_TO DO_
The lines below are to be quoted exactly, from the first through the one that contains "--target arched window".

[Data extracted from a collection]
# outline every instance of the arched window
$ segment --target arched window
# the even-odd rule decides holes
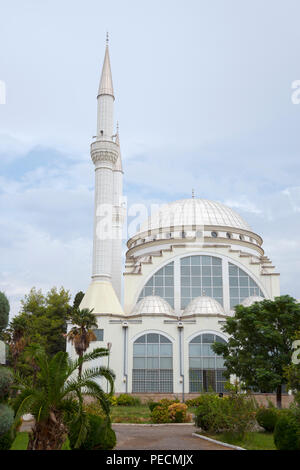
[[[181,308],[200,295],[223,305],[222,260],[215,256],[187,256],[180,260]]]
[[[245,271],[238,268],[232,263],[228,264],[229,268],[229,288],[230,288],[230,308],[241,304],[247,297],[257,295],[264,297],[263,292],[256,282],[248,276]]]
[[[159,295],[174,308],[174,263],[159,269],[145,284],[140,293],[141,300],[148,295]]]
[[[189,381],[190,393],[224,392],[226,378],[224,360],[217,356],[211,348],[212,343],[225,340],[218,335],[203,333],[193,338],[189,344]]]
[[[133,343],[132,392],[173,392],[173,345],[147,333]]]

_WRITTEN ANSWER_
# outline every instance of the arched window
$ segment --target arched window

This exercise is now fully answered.